Food, fashion, flying post-Covid-19
If you had told someone in pre-Covid Jalandhar that it was possible to see Himalayan peaks from the city, the statement might have drawn disbelief
If you had told someone in pre-Covid Jalandhar that it was possible to see Himalayan peaks from the city, the statement might have drawn disbelief. But half a month down the first phase of the countrywide lockdown due to Covid-19, Jalandharis woke up one morning to witness this miracle.
The development was reported widely, not just in India but also the rest of the world. Well, you don't see snow-clad Himalayan peaks every day from Jalandhar, even if it is possible, thanks to the severe air pollution. Similarly, air quality improved drastically all over the world. Heavily polluted cities like Wuhan, Seoul and New Delhi experienced 44 per cent, 54 per cent and 60 per cent decreases in PM2.5.
Many rivers in India, including the Yamuna that is considered ecologically dead in its course after Delhi, were found to be thriving. Even wild animals were spotted frequently on deserted streets and were seen exploring human habitations. Such positive news brought much-needed cheer during the pandemic.
However, as restrictions were imposed on traveling and we were forced to stay at home, a drastic change in consumption patterns was observed due to the disruption of global and local supply chains. This resulted in a reduction in the global carbon footprint by 17-25 per cent.
Once the restrictions were lifted and things started going back to 'normal', pollution and carbon emissions also reverted to their pre-COVID levels or even higher as many countries are now pushing for greater economic growth to make up for the losses.
It is clear from this pandemic that nature has the ability to bounce back if we stop doing business-as-usual and embrace transformative change — "a fundamental, system-wide change that includes consideration of technological, economic and social factors, including in terms of paradigms, goals or values".
This means that we need to move from an anthropocentric approach to an eco-centric one, by inculcating changes in our perceptions, actions and consumption patterns. Collectively, our little acts of change can help in transitioning to a new normal post-COVID world where we value nature for itself, sustainability is preferred over endless growth, and the world is a just and safe place for all.
Development at the cost of nature and our inability to anticipate drastic events have resulted in pandemics like Covid-19. If we do not change our ways, the future of our planet and humanity seems bleak, according to the latest reports of agencies including Intergovernmental Science-Policy Platform on Biodiversity and Ecosystem Services (IPBES), Intergovernmental Panel on Climate Change (IPCC) and the Union Ministry of Earth Science (MoES), Government of India.
The IPBES global report estimates that our pursuit for economic growth has put one million species at risk globally, which are the very foundation of our well-being.
The IPCC warns that if carbon emissions continue as usual, we are very likely to exceed our carbon budget by 2030 and make our world warmer by 1.5 degrees Celsius (°C), which is expected to have adverse irreversible impacts on the planet.

• THE DATA
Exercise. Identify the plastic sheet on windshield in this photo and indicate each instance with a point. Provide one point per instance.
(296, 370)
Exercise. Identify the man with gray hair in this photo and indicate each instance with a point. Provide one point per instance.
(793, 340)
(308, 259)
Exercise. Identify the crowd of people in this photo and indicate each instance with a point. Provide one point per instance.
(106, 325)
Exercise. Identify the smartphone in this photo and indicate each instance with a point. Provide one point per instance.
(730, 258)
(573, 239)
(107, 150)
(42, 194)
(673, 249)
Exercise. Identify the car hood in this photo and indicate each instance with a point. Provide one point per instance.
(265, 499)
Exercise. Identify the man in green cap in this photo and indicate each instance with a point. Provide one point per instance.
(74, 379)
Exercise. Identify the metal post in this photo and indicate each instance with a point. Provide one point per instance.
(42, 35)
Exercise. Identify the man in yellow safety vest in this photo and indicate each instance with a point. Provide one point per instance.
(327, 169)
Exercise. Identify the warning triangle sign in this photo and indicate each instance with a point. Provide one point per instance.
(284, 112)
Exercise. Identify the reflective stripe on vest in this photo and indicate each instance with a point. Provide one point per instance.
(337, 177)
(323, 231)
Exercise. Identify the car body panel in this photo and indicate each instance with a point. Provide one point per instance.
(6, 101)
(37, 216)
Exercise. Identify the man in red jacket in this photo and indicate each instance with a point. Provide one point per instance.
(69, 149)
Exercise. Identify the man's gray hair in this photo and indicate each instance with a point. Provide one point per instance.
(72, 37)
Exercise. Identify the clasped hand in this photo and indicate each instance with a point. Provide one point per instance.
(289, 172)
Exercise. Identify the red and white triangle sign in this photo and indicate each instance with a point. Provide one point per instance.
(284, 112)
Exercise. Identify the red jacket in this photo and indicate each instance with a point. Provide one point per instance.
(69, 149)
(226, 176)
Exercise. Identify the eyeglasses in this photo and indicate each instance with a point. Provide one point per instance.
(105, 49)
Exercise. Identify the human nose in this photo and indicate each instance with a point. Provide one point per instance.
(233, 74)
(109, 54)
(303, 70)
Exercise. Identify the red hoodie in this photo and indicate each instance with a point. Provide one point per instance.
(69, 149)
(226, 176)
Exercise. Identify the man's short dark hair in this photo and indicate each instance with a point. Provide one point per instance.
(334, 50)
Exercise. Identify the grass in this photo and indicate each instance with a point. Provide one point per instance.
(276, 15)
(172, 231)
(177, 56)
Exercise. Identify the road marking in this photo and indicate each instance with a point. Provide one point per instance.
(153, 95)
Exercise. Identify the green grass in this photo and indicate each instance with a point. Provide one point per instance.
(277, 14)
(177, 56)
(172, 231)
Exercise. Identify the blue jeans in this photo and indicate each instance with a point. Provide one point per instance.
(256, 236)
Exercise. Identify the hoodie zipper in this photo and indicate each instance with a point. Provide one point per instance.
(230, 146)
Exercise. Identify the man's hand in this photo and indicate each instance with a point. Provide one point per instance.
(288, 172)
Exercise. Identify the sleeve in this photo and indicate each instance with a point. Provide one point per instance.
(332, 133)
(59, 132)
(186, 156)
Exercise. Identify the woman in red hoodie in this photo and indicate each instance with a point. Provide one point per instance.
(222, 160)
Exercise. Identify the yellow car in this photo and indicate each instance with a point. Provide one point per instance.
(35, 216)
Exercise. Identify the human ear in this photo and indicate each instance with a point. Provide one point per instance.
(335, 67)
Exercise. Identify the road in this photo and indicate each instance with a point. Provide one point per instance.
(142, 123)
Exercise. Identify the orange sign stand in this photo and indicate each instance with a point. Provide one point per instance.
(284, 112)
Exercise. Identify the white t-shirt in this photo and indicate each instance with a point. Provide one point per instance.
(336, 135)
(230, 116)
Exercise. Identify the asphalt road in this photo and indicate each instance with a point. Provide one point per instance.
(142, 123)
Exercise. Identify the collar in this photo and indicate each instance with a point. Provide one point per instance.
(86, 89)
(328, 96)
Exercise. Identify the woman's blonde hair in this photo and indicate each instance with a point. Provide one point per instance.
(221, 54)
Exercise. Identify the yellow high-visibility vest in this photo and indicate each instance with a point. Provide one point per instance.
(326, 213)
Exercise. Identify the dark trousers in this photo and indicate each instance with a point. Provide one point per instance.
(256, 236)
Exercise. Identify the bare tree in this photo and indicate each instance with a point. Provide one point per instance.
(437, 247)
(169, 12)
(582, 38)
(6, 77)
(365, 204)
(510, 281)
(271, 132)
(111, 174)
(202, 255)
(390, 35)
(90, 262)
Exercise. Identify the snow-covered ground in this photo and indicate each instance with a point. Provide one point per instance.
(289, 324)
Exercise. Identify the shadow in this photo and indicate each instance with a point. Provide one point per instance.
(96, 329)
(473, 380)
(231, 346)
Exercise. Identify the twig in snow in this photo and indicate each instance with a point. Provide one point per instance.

• TASK
Please translate this sentence from the post-Covid article into Spanish: "Such positive news brought much-needed cheer during the pandemic."

• TASK RESULT
Estas noticias positivas trajeron una alegría muy necesaria durante la pandemia.